El subrayado radica en el personaje común, una escort interpretada por Anya Taylor-Joy. Es alguien que no debía estar ahí y que, como último recurso, pide una simple hamburguesa. Lo popular de su comanda (con algo de la añoranza de Ratatouille), logra desafiar al acorazado chef, que le salva el pellejo. Puta 1 - Snobs 0.
La brigada de The Bear (Christopher Storer, 2022) aprende a preparar los mejores sándwiches de Chicago y a responder «sí, chef» o «voy atrás» para ordenar su trabajo. A los gritos, en la peor, termina entendiendo que es el modo de hacer las cosas bien, así se esté en una cantina de barrio, rodeada de traficantes, como les toca, o se viene de trabajar en restaurantes de alta gama, como saben que le pasó a Carmy, el chef ejecutivo. Claro que cocinar, para mesas con mantel o fondas demandantes, es un asunto que apremia: los ingredientes no alcanzan, los platos se pasan o se desparraman, salen o no salen a tiempo, salen o no salen bien. La cocina está viva o las deudas crecen.

* Datos presentados *
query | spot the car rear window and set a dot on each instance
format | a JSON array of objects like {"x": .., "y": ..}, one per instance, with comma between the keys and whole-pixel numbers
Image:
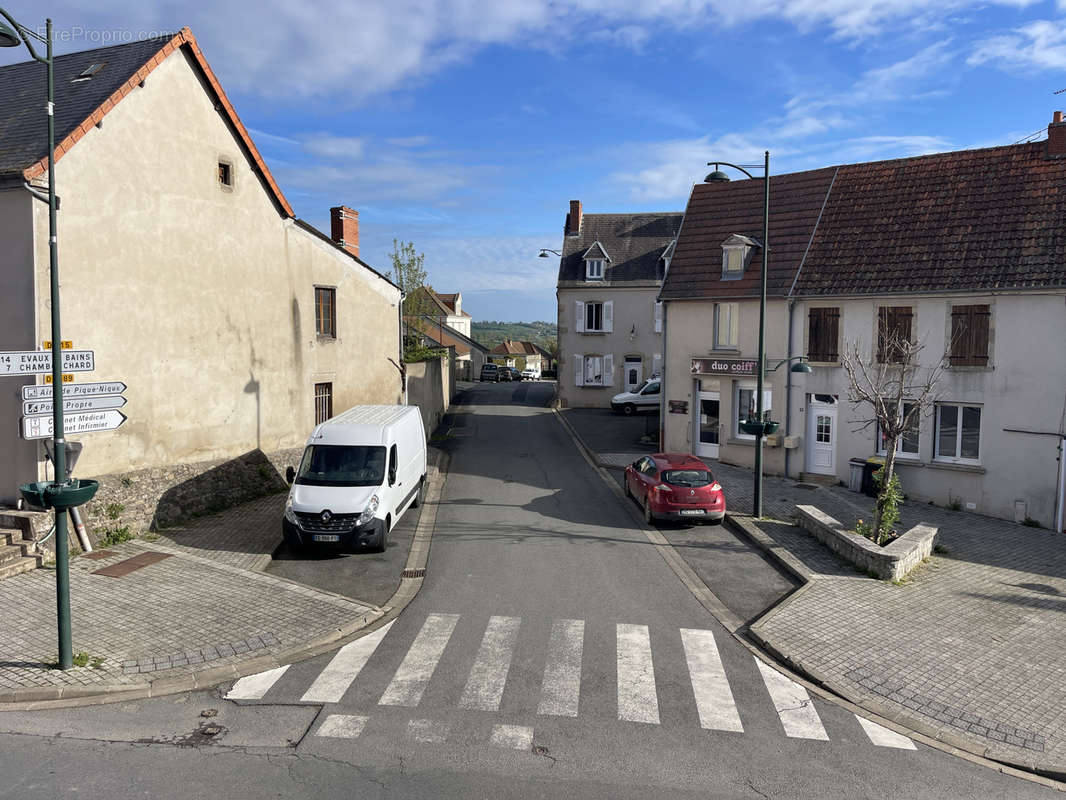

* Enunciado de la tarea *
Según el fragmento, ¿qué aprende a preparar la brigada de The Bear? Este material es independiente del fragmento y no guarda relación con él.

* Respuesta escrita *
Los mejores sándwiches de Chicago.